**Try it:** Copy, from the material below, each line where "inside" shows up.

**Extracted material:**
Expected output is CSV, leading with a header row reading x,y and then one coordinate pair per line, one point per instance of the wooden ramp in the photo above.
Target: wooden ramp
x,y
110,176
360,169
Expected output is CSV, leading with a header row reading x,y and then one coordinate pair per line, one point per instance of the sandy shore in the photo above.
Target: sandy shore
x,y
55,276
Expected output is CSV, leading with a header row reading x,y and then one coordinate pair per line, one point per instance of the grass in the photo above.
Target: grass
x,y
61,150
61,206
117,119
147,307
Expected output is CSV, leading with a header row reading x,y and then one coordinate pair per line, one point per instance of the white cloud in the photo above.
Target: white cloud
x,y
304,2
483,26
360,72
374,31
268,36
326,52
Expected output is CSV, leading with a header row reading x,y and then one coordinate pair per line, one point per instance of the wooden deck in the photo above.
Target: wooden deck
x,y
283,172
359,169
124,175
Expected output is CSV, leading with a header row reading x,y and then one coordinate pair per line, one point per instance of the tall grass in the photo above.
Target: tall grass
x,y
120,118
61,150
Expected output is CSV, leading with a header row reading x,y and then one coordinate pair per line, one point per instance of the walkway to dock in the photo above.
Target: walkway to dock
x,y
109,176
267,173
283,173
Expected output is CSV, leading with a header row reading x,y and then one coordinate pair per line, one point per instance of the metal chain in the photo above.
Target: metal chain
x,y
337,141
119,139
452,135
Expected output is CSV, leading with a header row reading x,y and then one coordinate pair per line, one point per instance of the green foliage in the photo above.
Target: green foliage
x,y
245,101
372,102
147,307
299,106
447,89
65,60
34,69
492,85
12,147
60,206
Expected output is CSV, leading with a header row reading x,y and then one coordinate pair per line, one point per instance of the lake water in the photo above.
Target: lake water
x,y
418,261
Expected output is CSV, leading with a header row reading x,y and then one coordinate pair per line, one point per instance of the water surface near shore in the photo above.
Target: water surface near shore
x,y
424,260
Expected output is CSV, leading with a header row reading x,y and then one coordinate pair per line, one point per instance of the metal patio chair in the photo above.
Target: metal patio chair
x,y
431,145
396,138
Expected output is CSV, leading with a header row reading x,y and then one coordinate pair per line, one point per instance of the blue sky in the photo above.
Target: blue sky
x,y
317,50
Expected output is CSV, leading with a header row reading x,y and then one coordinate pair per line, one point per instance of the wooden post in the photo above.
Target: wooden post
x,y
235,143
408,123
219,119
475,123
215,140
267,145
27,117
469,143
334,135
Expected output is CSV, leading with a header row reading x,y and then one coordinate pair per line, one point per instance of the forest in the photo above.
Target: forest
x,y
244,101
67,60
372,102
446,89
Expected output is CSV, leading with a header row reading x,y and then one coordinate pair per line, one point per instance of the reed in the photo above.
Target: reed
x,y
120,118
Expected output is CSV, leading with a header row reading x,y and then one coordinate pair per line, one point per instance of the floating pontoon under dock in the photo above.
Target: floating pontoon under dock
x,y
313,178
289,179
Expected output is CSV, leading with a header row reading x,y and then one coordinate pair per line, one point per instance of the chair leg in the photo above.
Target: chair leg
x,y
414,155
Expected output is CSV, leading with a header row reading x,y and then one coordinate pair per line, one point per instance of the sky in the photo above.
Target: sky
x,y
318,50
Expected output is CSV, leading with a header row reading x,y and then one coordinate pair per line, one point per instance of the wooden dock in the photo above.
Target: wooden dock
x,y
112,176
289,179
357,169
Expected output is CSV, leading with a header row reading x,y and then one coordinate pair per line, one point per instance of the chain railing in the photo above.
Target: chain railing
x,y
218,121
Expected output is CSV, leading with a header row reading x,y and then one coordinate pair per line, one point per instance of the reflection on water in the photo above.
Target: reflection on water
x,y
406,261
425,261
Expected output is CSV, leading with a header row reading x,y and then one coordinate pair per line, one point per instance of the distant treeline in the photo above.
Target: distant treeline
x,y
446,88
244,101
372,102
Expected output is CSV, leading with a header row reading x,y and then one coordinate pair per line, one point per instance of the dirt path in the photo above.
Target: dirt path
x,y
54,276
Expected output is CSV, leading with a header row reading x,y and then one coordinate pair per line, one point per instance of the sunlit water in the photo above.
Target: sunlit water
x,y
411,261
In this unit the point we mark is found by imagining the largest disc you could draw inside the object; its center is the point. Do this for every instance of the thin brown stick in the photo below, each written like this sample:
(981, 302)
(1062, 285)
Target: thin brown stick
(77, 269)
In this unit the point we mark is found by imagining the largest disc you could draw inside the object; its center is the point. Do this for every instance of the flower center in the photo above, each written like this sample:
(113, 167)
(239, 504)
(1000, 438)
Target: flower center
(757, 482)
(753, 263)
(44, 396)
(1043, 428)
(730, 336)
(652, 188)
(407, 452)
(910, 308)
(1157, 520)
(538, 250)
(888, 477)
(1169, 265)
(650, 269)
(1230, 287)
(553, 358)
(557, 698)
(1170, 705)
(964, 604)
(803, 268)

**Exercise output:**
In this unit the point we mark is found by imagining the largest disc you could draw inside the object; its center is the point. Do this for every instance of the thin brown stick in the photo below, each written like this sample:
In this unit the point we mark is found by imagining the largest disc you could draw inside the object; its center is the point. Do this for every instance of the flower center in the photo above, each written like this sample:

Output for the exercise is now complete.